**Exercise goal**
Retype the material below. Keep every word exactly as it is.

**Information supplied**
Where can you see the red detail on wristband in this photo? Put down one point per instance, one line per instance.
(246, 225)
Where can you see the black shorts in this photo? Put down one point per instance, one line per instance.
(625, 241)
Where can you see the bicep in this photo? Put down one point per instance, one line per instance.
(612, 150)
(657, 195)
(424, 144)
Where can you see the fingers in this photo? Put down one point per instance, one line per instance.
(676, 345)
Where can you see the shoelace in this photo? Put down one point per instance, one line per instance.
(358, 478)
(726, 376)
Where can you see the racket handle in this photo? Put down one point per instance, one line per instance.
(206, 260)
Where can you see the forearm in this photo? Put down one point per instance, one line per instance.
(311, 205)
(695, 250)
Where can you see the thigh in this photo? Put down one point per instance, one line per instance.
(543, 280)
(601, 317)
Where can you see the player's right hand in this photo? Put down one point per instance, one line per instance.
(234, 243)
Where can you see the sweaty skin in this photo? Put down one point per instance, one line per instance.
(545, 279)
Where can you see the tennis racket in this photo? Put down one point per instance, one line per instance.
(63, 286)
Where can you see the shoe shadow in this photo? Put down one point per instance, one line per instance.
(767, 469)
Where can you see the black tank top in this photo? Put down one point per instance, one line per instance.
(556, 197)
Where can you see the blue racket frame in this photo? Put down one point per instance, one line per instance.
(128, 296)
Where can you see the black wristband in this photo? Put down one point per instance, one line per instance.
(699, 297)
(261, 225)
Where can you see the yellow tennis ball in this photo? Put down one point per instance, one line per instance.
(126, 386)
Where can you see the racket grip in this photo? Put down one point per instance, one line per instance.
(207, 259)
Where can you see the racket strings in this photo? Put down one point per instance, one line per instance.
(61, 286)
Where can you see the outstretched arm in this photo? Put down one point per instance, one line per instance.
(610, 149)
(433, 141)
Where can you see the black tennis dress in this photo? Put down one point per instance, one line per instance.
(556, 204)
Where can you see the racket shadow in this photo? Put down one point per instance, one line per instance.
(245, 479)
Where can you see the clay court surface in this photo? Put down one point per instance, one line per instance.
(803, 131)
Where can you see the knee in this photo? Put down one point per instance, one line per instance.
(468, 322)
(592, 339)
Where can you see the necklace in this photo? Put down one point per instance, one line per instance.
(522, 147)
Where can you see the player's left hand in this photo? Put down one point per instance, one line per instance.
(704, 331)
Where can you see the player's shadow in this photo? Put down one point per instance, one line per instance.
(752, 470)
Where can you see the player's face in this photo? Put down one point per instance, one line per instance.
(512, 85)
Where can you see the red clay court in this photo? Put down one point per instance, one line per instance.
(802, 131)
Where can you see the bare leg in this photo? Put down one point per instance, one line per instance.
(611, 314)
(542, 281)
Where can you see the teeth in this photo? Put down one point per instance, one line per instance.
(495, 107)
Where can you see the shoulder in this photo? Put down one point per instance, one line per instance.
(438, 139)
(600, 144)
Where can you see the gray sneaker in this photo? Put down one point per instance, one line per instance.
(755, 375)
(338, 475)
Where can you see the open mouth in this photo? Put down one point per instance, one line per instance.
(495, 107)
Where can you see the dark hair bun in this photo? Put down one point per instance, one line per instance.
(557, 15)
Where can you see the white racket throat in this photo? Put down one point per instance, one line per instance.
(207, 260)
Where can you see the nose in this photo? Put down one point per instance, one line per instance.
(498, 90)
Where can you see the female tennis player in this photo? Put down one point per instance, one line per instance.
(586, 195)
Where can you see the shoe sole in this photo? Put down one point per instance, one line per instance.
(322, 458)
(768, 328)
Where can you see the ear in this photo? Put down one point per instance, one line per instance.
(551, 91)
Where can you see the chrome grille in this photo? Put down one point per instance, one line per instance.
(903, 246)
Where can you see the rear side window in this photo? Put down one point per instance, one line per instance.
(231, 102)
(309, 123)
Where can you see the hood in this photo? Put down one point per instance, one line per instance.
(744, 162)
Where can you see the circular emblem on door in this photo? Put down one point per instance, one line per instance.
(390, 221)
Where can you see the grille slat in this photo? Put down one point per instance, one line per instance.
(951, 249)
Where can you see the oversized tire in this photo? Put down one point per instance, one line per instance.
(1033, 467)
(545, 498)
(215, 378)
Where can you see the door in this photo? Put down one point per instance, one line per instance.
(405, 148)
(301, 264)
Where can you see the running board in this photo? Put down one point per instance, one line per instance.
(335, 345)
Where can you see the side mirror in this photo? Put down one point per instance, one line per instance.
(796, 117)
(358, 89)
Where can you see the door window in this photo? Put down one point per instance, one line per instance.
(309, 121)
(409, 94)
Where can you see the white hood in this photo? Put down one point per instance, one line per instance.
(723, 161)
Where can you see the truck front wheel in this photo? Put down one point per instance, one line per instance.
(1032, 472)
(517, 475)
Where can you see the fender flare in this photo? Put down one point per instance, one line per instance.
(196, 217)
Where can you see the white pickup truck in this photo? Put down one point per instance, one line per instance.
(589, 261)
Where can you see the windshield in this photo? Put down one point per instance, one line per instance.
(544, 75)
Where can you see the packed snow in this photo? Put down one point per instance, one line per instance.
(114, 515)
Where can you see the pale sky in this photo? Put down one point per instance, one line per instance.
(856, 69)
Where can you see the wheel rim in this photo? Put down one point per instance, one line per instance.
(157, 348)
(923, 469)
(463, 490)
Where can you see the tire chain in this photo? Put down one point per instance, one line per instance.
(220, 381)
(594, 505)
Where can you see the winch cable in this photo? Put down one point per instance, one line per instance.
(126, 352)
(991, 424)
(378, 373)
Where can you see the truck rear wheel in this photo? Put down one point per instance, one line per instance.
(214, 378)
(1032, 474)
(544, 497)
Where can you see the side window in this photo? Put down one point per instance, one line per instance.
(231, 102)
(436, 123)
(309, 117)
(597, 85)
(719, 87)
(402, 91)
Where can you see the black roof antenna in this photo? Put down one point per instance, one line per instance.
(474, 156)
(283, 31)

**Written solution**
Where can you see the red detail on wristband in this photo? Put down one point per instance, one line per instance.
(246, 225)
Where can you see the black shorts in this photo? Put down one point per instance, one line per instance.
(625, 241)
Where can you see the bicep in this photo? Put down one point per instance, one line per instance.
(612, 150)
(657, 195)
(424, 144)
Where can you see the fingers in this photo? Put down one point per instance, one line per instance.
(676, 345)
Where can you see the shoelace in this photo? Put down one point per instance, one line per instance.
(358, 478)
(726, 376)
Where can you see the racket handle in this photo? Put down one point per instance, one line per instance.
(206, 260)
Where can you see the forearm in this photo? Put down one point per instance, one line per instance.
(311, 205)
(695, 250)
Where can you see the thigh in this photo? Put down one point per instance, one line per instance.
(543, 280)
(601, 317)
Where can you see the player's right hand in this photo? Put down one point per instance, one line per instance.
(234, 243)
Where can you see the sweaty skin in this photo? Put down one point per instance, one line per instance.
(545, 279)
Where can you see the tennis racket in this photo? Put down one point per instance, one line per instance.
(63, 286)
Where can you see the shoe shadow in this photo? Put down one point per instance, one line per instance.
(767, 469)
Where can you see the black tank top in this photo? Put down one point per instance, one line per instance.
(556, 197)
Where can you see the blue racket frame in this photo? Put down one point per instance, one line per instance.
(128, 296)
Where can you see the black wristband in this photo? Put down one point per instance, one line per instance.
(699, 297)
(261, 225)
Where can you see the yellow tennis ball in this photo? Put down one point per instance, one line per instance.
(126, 386)
Where can you see the racket grip in this photo? Put down one point per instance, one line per instance.
(207, 259)
Where can you see the racket strings in this photo? Put down one point per instance, one line per instance.
(61, 286)
Where can you see the outstretched arm in this photo? Put down one point per instance, one line per instance.
(610, 149)
(433, 141)
Where can you see the black tennis dress in this photo? Put down one point per instance, one line per instance.
(556, 204)
Where can you see the racket shadow in this photo? Put down one point per instance, one line per instance.
(245, 479)
Where can you see the clay court surface in this photo? Put down one point per instance, one line per instance.
(803, 131)
Where can you see the knee in this photo? Put down one point per instance, one line per instance.
(468, 322)
(592, 339)
Where can you see the necklace in this photo? Put down one point per instance, one line per instance.
(522, 147)
Where can you see the player's left hand in this photo? Put down one point per instance, one line per instance.
(704, 331)
Where can you see the player's shadow in this photo? Put down one point per instance, one line per instance.
(752, 470)
Where can you see the player's face in this photo? Put down one point per instance, one line per instance.
(512, 85)
Where can you see the red clay court in this photo? Put down one point per instance, one line per instance.
(802, 131)
Where can you see the bare leg in this photo? Put down one point per instance, one line per instance.
(611, 314)
(542, 281)
Where can you see the teeth in this photo? Put down one point per instance, one line per instance.
(495, 107)
Where can you see the shoulder in this photo? Put down one point per instance, one line per instance.
(438, 139)
(600, 144)
Where can you see the gray sneaker in this photo? Put down one point per instance, one line per instance.
(755, 375)
(338, 475)
Where can you see the open mouth in this photo? Put down one point per instance, one line per instance.
(495, 107)
Where can you see the dark hair bun in this photo? Put down one point per instance, one line per instance.
(557, 15)
Where can you see the white racket throat in this photo? Put down one point per instance, one line per instance.
(207, 260)
Where can you see the nose in this photo? Put down one point per instance, one line per instance.
(498, 90)
Where can you see the female tennis player in this photo? Put down one point per instance, one line per instance.
(586, 195)
Where can you see the shoe sole in this photo? Put down one point per instance, one line per instance.
(322, 458)
(768, 328)
Where can you see the ear in this photo? Put down one point per instance, one line per instance.
(551, 91)
Where can you see the chrome grille in this photo? Put down one point per instance, one line per instance.
(903, 246)
Where can you see the rear side window in this photo? Put down one point per instance, one line per instance.
(231, 102)
(309, 123)
Where can you see the hood in this photo? Put down one point per instance, one line per instance.
(744, 162)
Where can you see the circular emblem on door in this photo? Put down one point per instance, one line per instance.
(390, 221)
Where can you see the grille slat in this photo? Put down one point per instance, one line per instance.
(951, 249)
Where can you see the oversized tire in this photo? Put down one point per instance, one line per instance.
(1033, 467)
(545, 498)
(215, 378)
Where can you see the door in this photo? Put down one point per instance, one line per instance.
(405, 148)
(301, 264)
Where can you see the running board in this photo? Put down one point per instance, one line per instance.
(335, 345)
Where can you see the side mirror in this photo? Put down one point per instance, one line per instance.
(796, 117)
(358, 89)
Where can you see the door window in this photo? Put down one point per instance, one line per instance.
(309, 121)
(409, 94)
Where can you see the white hood in this photo? Put down one point per instance, one line per instance.
(723, 161)
Where can you see the truck front wheel in this photo? Put down one point per instance, one line per instance.
(1032, 472)
(517, 475)
Where can you see the fender flare in this photo? Put down one point per instance, one line per instance.
(196, 217)
Where can you see the white pickup truck in this photo? Put down one point per instance, one line per instance.
(589, 261)
Where can you see the windshield in this photo? Put down one point per instance, one line per instance.
(544, 75)
Where can you see the packed snow in this photo? Put down one point per instance, one line per instance.
(114, 515)
Where can you see the pale sky in this photo? Put down one point per instance, one line per instance.
(856, 69)
Where can you see the wheel rim in this photo? Put down one point per instance, one line per instance.
(157, 348)
(923, 469)
(463, 490)
Where can you see the tire chain in this photo? Put down one point per instance, one line per instance.
(220, 381)
(594, 505)
Where can you see the winch cable in this photo? Put down one point per instance, one line per instance.
(126, 352)
(991, 424)
(378, 373)
Where can you see the truck rear wheel in this photo? Put down one point per instance, one line per instance.
(214, 378)
(1032, 474)
(544, 497)
Where can you see the side window in this photo? Put down one point per instance, one line per instance.
(231, 102)
(436, 123)
(309, 117)
(597, 85)
(719, 87)
(402, 91)
Where can you see the black roof antenna in this photo? Put down one point per instance, one line per instance.
(474, 156)
(283, 31)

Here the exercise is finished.